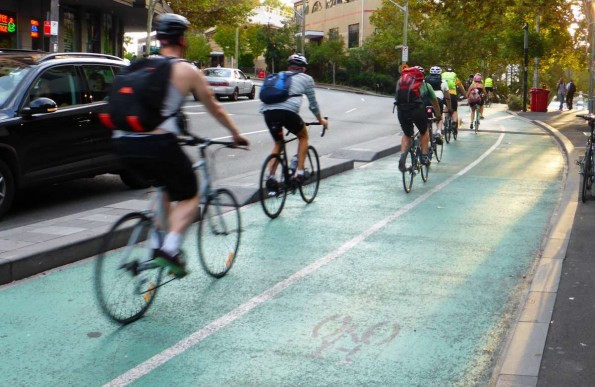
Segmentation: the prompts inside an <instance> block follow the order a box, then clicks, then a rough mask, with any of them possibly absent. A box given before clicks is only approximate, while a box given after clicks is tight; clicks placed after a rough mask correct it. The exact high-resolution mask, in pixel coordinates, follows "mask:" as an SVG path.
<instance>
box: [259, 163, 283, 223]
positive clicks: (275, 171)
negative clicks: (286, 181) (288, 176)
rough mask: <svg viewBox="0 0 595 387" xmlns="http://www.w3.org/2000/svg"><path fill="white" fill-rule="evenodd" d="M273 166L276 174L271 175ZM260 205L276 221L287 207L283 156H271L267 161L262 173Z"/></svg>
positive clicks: (267, 213) (261, 179) (261, 174)
mask: <svg viewBox="0 0 595 387" xmlns="http://www.w3.org/2000/svg"><path fill="white" fill-rule="evenodd" d="M271 165H273V166H274V169H275V173H274V174H269V171H270V167H271ZM259 192H260V204H261V205H262V209H263V210H264V213H265V214H267V216H268V217H269V218H271V219H275V218H276V217H277V216H279V214H280V213H281V211H282V210H283V206H284V205H285V199H287V188H286V184H285V178H284V174H283V163H282V162H281V156H279V155H278V154H271V155H269V156H268V157H267V158H266V159H265V160H264V164H263V165H262V170H261V172H260V189H259Z"/></svg>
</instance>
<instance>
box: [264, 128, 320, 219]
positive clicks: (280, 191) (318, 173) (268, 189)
mask: <svg viewBox="0 0 595 387" xmlns="http://www.w3.org/2000/svg"><path fill="white" fill-rule="evenodd" d="M325 119H326V117H325ZM305 125H306V126H311V125H320V122H318V121H315V122H307V123H306V124H305ZM325 132H326V129H324V128H323V130H322V133H321V135H320V137H324V134H325ZM281 133H282V132H281ZM289 133H290V132H289V131H288V132H287V134H289ZM295 140H297V137H295V136H294V137H292V138H290V139H285V138H284V139H283V141H282V142H281V143H282V147H281V153H279V154H277V153H273V154H270V155H268V156H267V158H266V159H265V160H264V163H263V165H262V169H261V172H260V187H259V196H260V204H261V206H262V209H263V210H264V213H265V214H266V215H267V216H268V217H269V218H271V219H275V218H276V217H278V216H279V214H280V213H281V211H282V210H283V207H284V206H285V200H286V199H287V194H288V193H291V194H295V192H296V191H299V192H300V196H301V197H302V199H303V200H304V202H306V203H308V204H309V203H312V202H313V201H314V198H315V197H316V194H317V193H318V186H319V185H320V159H319V157H318V152H317V151H316V148H314V147H313V146H312V145H308V153H307V155H306V159H305V161H304V176H306V180H304V181H303V182H302V183H301V184H298V183H297V182H296V181H295V179H294V178H293V174H294V173H295V171H294V170H292V169H291V168H290V166H289V162H288V158H287V149H286V144H287V143H289V142H292V141H295ZM279 165H281V168H278V167H279ZM308 175H309V176H308Z"/></svg>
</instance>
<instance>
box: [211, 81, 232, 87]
mask: <svg viewBox="0 0 595 387" xmlns="http://www.w3.org/2000/svg"><path fill="white" fill-rule="evenodd" d="M209 85H211V86H229V82H226V81H219V82H209Z"/></svg>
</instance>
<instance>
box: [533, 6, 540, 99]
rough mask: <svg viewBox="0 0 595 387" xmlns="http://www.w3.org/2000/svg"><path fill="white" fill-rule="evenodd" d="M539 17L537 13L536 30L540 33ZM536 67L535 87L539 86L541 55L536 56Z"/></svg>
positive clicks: (534, 71)
mask: <svg viewBox="0 0 595 387" xmlns="http://www.w3.org/2000/svg"><path fill="white" fill-rule="evenodd" d="M539 19H540V16H539V15H537V27H536V28H535V32H537V33H538V34H539ZM534 60H535V68H534V69H533V87H539V57H537V56H536V57H535V59H534Z"/></svg>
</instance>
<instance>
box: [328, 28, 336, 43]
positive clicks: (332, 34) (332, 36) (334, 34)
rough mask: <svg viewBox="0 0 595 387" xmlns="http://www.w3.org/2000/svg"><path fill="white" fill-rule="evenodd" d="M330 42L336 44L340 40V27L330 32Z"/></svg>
mask: <svg viewBox="0 0 595 387" xmlns="http://www.w3.org/2000/svg"><path fill="white" fill-rule="evenodd" d="M328 40H330V41H331V42H336V41H337V40H339V27H336V28H331V29H330V30H328Z"/></svg>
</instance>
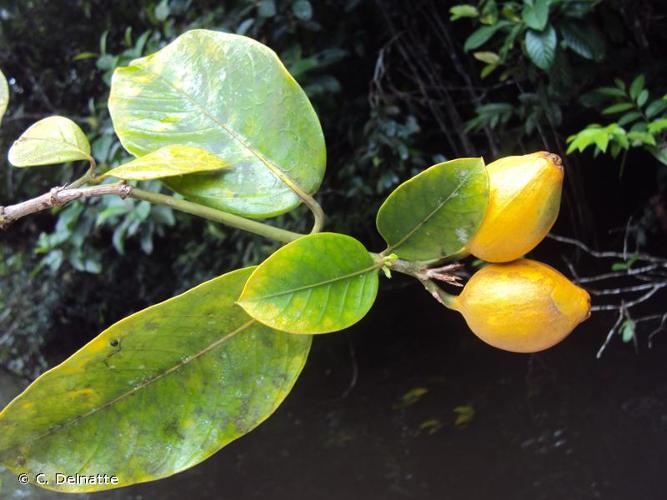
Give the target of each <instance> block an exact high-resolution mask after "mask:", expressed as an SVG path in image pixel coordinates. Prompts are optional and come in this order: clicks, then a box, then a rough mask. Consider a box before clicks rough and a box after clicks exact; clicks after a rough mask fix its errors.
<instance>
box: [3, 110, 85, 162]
mask: <svg viewBox="0 0 667 500" xmlns="http://www.w3.org/2000/svg"><path fill="white" fill-rule="evenodd" d="M76 160H90V144H89V143H88V139H87V138H86V135H85V134H84V133H83V131H82V130H81V129H80V128H79V126H78V125H77V124H76V123H74V122H73V121H72V120H70V119H69V118H65V117H62V116H49V117H48V118H44V119H43V120H39V121H38V122H37V123H34V124H33V125H31V126H30V128H28V130H26V131H25V132H23V134H22V135H21V137H19V138H18V139H17V140H16V141H14V144H12V147H11V148H10V149H9V162H10V163H11V164H12V165H14V166H15V167H33V166H36V165H51V164H54V163H66V162H68V161H76Z"/></svg>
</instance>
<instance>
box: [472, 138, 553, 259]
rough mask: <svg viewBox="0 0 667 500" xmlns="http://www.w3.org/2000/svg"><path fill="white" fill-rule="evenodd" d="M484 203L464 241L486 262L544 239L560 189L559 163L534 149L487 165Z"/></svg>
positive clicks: (523, 254) (516, 250)
mask: <svg viewBox="0 0 667 500" xmlns="http://www.w3.org/2000/svg"><path fill="white" fill-rule="evenodd" d="M486 170H487V172H488V174H489V204H488V206H487V209H486V214H485V215H484V220H483V221H482V225H481V226H480V228H479V230H478V231H477V233H476V234H475V236H474V237H473V238H472V240H471V241H470V242H469V243H468V245H467V246H466V248H467V250H468V251H469V252H470V253H471V254H473V255H474V256H475V257H477V258H479V259H482V260H486V261H488V262H511V261H513V260H515V259H518V258H520V257H523V256H524V255H525V254H526V253H528V252H529V251H531V250H532V249H533V248H535V246H537V244H538V243H539V242H540V241H542V240H543V239H544V237H545V236H546V235H547V233H548V232H549V230H550V229H551V226H553V224H554V222H556V218H557V217H558V211H559V209H560V197H561V192H562V190H563V164H562V162H561V159H560V158H559V157H558V156H557V155H555V154H552V153H547V152H545V151H540V152H538V153H532V154H529V155H524V156H508V157H505V158H501V159H499V160H496V161H494V162H493V163H490V164H489V165H487V167H486Z"/></svg>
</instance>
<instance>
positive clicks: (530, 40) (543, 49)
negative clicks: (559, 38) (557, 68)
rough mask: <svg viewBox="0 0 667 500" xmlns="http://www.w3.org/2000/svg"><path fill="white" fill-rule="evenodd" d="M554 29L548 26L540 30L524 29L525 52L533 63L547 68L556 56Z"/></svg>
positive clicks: (556, 40) (555, 34)
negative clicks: (525, 29)
mask: <svg viewBox="0 0 667 500" xmlns="http://www.w3.org/2000/svg"><path fill="white" fill-rule="evenodd" d="M557 41H558V40H557V36H556V30H554V29H553V27H552V26H549V27H548V28H547V29H545V30H544V31H542V32H538V31H533V30H528V31H526V53H527V54H528V57H529V58H530V60H531V61H533V64H535V66H537V67H538V68H540V69H542V70H545V71H546V70H548V69H549V68H550V67H551V64H552V63H553V62H554V58H555V57H556V42H557Z"/></svg>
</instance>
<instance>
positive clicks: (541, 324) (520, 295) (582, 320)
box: [448, 259, 591, 352]
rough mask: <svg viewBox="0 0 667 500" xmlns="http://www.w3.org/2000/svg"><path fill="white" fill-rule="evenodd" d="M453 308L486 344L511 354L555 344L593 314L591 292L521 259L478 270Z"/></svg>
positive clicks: (451, 303) (483, 268)
mask: <svg viewBox="0 0 667 500" xmlns="http://www.w3.org/2000/svg"><path fill="white" fill-rule="evenodd" d="M448 306H449V307H451V308H452V309H455V310H457V311H459V312H460V313H461V314H463V317H464V318H465V320H466V322H467V323H468V326H469V327H470V329H471V330H472V331H473V332H474V333H475V335H477V336H478V337H479V338H480V339H482V340H483V341H484V342H486V343H488V344H491V345H492V346H494V347H497V348H499V349H504V350H506V351H512V352H537V351H541V350H543V349H547V348H549V347H551V346H553V345H554V344H557V343H558V342H560V341H561V340H563V339H564V338H565V337H567V336H568V335H569V334H570V333H571V332H572V330H574V328H575V327H576V326H577V325H578V324H579V323H581V322H582V321H584V320H585V319H587V318H588V317H589V316H590V310H591V299H590V296H589V295H588V292H586V290H584V289H583V288H580V287H578V286H576V285H575V284H574V283H572V282H571V281H570V280H568V279H567V278H566V277H565V276H563V275H562V274H561V273H559V272H558V271H556V270H555V269H553V268H552V267H550V266H547V265H546V264H542V263H541V262H536V261H534V260H529V259H520V260H517V261H514V262H511V263H509V264H489V265H488V266H485V267H483V268H482V269H480V270H479V271H477V272H476V273H475V274H474V275H473V277H472V278H470V280H469V281H468V283H466V286H465V287H464V289H463V292H462V293H461V295H459V296H458V297H454V298H453V299H452V301H451V303H449V304H448Z"/></svg>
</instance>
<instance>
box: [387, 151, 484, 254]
mask: <svg viewBox="0 0 667 500" xmlns="http://www.w3.org/2000/svg"><path fill="white" fill-rule="evenodd" d="M488 184H489V181H488V176H487V173H486V168H485V166H484V161H483V160H482V158H461V159H458V160H452V161H448V162H445V163H439V164H437V165H434V166H432V167H431V168H428V169H427V170H425V171H423V172H422V173H420V174H418V175H416V176H415V177H413V178H412V179H410V180H408V181H406V182H404V183H403V184H401V185H400V186H398V188H396V190H395V191H394V192H393V193H391V194H390V195H389V197H388V198H387V199H386V200H385V202H384V203H383V204H382V206H381V207H380V210H379V211H378V215H377V227H378V231H379V232H380V234H381V235H382V237H383V238H384V239H385V241H386V242H387V245H388V249H387V251H386V252H387V253H395V254H396V255H398V256H399V257H401V258H402V259H406V260H417V261H429V260H438V259H441V258H443V257H446V256H448V255H452V254H454V253H456V252H458V251H459V250H461V248H462V247H464V246H465V244H466V243H468V240H469V239H470V238H472V236H474V234H475V232H476V231H477V229H478V228H479V225H480V224H481V223H482V219H483V218H484V212H485V211H486V204H487V201H488V194H489V186H488Z"/></svg>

▬▬▬

▶ [Instruction]: Copy out in full every line of the items above that contains the word "after".

▶ [Response below]:
Segmentation: the prompts inside an <instance> block follow the order a box, then clicks, then a rough mask, with any of them possibly absent. A box given before clicks is only approximate, while a box given after clicks is tight; clicks placed after a rough mask correct it. The exact high-resolution mask, in pixel coordinates, follows "mask:" as an SVG path.
Give the target of each <instance> block an exact high-resolution mask after "mask:", expressed as an SVG path in image pixel coordinates. Prompts are optional and come in this order: clicks, then a box, then a rough mask. Consider a box before clicks rough and a box after clicks exact; clicks after a rough mask fix its errors.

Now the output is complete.